SOURCE RECORDS START

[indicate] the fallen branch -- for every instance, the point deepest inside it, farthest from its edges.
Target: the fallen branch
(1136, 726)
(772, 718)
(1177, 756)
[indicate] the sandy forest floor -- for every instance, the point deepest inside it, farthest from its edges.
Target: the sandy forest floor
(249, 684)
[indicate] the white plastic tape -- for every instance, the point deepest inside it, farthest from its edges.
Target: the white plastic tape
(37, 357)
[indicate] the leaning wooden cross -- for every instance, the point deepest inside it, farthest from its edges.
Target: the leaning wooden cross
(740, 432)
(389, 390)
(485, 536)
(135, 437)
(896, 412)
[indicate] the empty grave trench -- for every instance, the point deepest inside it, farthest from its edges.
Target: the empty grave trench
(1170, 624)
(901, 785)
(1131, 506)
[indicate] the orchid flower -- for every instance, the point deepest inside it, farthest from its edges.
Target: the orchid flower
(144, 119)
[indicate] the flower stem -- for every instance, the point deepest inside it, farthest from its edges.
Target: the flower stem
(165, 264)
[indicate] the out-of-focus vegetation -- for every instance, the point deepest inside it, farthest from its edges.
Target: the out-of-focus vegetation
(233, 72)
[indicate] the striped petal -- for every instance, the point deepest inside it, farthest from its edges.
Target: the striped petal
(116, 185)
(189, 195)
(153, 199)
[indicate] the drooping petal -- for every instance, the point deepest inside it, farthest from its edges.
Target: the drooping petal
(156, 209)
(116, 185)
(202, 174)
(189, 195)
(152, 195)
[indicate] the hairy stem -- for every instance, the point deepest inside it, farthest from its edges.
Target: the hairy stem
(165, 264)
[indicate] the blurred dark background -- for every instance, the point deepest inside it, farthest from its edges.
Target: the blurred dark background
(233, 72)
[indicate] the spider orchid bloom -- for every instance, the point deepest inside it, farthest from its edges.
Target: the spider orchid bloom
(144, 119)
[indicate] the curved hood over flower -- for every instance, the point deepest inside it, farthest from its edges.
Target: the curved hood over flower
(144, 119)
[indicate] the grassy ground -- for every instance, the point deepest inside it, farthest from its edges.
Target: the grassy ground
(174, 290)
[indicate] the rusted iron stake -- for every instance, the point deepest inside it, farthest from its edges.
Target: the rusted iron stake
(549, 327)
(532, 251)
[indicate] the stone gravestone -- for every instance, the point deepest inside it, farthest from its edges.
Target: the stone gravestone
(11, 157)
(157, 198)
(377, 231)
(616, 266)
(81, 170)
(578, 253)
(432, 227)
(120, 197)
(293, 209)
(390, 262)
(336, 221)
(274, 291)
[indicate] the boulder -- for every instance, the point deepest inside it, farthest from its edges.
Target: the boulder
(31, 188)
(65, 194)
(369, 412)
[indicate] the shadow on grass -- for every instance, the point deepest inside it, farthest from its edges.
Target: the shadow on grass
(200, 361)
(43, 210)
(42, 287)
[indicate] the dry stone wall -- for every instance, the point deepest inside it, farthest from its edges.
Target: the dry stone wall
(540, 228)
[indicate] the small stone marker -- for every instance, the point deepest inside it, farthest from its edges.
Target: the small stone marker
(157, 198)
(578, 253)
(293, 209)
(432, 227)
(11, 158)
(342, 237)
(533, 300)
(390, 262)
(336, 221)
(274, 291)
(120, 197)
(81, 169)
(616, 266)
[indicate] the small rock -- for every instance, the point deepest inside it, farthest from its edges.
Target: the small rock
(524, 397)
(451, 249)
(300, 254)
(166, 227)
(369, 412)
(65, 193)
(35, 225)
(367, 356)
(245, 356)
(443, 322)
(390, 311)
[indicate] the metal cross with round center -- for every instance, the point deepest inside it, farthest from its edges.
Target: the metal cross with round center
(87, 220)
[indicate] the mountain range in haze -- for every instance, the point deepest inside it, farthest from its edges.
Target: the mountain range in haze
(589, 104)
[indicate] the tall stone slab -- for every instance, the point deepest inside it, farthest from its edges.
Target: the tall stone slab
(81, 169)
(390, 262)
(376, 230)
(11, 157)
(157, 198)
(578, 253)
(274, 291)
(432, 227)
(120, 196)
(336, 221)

SOURCE RECORDS END
SOURCE RECORDS START

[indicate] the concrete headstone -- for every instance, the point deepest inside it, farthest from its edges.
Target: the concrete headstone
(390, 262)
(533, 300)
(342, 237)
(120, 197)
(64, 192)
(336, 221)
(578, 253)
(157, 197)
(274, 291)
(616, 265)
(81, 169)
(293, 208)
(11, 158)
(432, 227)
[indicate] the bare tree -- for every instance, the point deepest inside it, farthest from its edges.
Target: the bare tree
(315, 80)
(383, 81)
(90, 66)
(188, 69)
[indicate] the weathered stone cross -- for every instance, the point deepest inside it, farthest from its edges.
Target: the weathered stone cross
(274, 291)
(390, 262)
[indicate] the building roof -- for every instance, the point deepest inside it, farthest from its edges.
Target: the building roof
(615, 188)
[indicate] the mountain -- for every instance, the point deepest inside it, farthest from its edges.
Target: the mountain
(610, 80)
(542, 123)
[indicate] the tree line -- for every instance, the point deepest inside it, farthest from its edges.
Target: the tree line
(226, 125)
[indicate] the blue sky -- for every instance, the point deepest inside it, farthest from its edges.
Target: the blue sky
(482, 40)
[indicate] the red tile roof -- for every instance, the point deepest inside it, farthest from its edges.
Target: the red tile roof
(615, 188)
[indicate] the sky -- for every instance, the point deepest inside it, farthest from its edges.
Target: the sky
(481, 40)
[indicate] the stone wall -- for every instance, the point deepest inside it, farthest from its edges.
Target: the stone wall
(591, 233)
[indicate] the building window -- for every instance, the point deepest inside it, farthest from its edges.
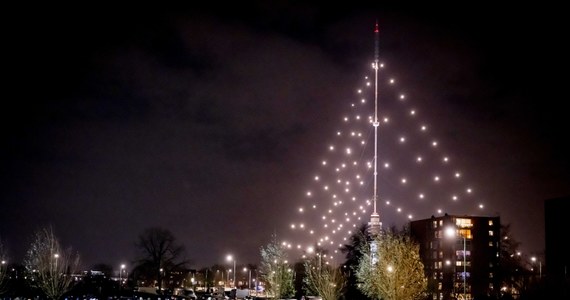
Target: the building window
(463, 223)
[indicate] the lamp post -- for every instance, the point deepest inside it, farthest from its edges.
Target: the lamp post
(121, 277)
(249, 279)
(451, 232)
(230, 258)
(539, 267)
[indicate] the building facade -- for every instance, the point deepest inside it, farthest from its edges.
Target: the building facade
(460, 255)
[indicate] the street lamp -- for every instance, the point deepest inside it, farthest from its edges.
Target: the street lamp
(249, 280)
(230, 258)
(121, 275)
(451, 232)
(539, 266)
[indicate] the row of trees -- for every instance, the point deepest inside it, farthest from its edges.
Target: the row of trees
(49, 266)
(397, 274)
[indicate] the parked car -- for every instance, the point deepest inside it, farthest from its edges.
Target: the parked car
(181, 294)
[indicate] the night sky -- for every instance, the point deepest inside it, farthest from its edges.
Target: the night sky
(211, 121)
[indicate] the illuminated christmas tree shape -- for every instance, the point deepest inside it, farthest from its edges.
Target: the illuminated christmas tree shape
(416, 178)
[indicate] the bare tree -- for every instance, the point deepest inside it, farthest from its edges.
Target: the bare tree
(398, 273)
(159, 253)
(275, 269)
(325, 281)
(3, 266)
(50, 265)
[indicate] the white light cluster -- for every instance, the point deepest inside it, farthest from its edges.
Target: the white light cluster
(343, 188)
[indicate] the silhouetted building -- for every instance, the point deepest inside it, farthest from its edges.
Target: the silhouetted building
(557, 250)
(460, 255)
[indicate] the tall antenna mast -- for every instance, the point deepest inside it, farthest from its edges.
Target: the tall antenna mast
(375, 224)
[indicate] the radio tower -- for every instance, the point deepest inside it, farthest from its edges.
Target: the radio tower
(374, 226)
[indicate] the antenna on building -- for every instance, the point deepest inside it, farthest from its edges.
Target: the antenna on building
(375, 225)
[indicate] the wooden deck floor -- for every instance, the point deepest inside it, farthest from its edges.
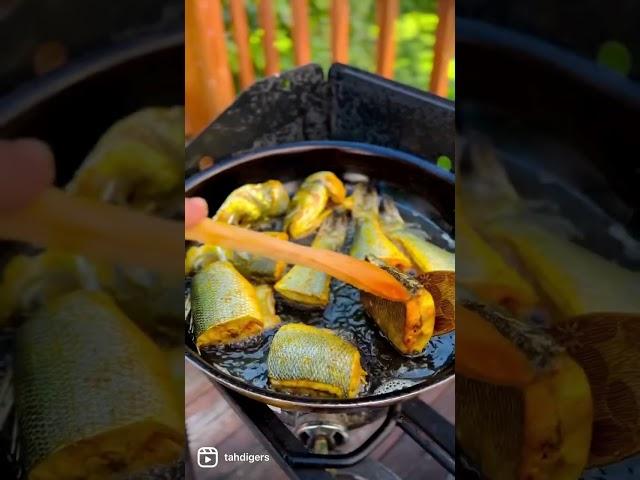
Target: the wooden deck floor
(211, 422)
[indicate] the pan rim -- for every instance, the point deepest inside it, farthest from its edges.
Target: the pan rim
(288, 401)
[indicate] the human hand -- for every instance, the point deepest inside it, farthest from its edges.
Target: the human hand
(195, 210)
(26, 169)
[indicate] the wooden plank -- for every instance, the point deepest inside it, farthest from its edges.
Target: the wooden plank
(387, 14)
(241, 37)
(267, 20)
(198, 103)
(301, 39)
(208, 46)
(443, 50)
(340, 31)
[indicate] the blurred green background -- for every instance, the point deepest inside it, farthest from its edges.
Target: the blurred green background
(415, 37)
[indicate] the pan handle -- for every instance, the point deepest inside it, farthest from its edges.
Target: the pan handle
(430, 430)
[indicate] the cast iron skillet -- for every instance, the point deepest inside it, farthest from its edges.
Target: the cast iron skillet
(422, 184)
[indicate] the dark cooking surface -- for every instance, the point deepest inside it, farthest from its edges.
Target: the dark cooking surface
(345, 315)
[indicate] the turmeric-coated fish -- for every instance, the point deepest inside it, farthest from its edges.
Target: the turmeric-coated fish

SOURCE RECORDS END
SOURCE RECORDS START

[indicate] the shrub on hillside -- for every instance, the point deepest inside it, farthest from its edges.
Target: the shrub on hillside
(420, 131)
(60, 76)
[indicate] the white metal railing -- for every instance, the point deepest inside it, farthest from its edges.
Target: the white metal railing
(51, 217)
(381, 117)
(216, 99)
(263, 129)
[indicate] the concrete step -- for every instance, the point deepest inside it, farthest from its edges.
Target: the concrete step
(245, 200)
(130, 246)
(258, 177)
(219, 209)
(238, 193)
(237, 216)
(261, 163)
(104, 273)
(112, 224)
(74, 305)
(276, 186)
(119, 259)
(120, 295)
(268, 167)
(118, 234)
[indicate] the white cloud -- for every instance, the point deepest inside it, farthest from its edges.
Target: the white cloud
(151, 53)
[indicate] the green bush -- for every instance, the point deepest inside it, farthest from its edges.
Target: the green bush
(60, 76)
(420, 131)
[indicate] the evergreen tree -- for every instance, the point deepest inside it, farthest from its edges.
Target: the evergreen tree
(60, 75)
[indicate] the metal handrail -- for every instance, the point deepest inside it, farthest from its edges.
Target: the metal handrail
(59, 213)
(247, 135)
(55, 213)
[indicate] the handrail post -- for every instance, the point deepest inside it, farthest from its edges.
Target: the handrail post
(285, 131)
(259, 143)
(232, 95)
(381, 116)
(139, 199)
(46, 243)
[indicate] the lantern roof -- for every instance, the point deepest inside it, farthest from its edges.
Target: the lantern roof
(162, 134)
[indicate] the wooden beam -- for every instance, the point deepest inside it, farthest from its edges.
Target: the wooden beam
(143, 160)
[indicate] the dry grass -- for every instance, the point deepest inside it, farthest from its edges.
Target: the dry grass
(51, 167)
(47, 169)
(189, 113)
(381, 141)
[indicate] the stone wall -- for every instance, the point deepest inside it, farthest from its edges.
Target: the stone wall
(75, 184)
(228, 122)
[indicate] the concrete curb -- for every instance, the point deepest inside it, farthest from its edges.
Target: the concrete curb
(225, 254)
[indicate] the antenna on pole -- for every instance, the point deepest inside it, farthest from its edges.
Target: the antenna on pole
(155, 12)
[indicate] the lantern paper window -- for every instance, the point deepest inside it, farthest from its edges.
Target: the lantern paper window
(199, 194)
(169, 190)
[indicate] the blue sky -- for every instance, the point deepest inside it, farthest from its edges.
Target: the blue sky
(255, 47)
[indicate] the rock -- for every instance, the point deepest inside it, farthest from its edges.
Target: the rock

SOURCE RECORDS END

Every line containing the string "coated" is required; copy each such line from the data.

[indicate] the turmeric-coated fish -- for every instance, the point deepest inside it, farthest from its edges.
Target: the turmeric-coated fish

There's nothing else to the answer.